→ PROBLEM TO SOLVE
Repeat every entry in full. Match each line exactly.
____________
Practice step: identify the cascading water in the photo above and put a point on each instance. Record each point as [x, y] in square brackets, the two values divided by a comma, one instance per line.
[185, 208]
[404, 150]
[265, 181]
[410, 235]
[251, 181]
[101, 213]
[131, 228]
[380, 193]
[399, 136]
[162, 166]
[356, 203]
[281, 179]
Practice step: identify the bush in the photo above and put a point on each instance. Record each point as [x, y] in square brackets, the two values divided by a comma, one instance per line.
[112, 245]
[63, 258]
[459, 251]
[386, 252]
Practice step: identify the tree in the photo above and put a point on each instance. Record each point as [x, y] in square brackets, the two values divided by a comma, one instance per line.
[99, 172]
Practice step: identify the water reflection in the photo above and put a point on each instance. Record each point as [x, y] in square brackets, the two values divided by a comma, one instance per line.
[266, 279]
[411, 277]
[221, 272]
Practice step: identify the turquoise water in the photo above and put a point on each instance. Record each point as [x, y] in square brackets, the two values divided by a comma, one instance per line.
____________
→ SOLUTION TO THIS EXERCISE
Practice step: identify the cascading water in the photo above and put a point on each instance. Record each point as [x, y] in square brackets, the two values divided by a comma, one instance per line.
[185, 208]
[404, 150]
[265, 181]
[410, 235]
[251, 181]
[101, 213]
[131, 228]
[380, 193]
[399, 136]
[162, 166]
[356, 203]
[281, 179]
Practice step: identify the bush in the photo above and put a point on each instance. Record each point as [x, y] in square brackets, the two values divided by a comma, one instance per line.
[112, 245]
[63, 258]
[459, 251]
[386, 252]
Practice step: identify the tree in the photo above and put a point on each instance. Record each point as [x, y] in square brackets, the two values divided by a comma, one instance per line.
[99, 172]
Practice step: identify the water reflection in the photo above and put a point on each instance. Record each point as [x, y] in square brackets, the two values divided by a comma, one instance per line.
[266, 279]
[411, 277]
[221, 272]
Practice step: identify the turquoise water in the photo above and put a point on each instance. Record each point as [x, y] in square brackets, the two values divided by a comma, one instance per line.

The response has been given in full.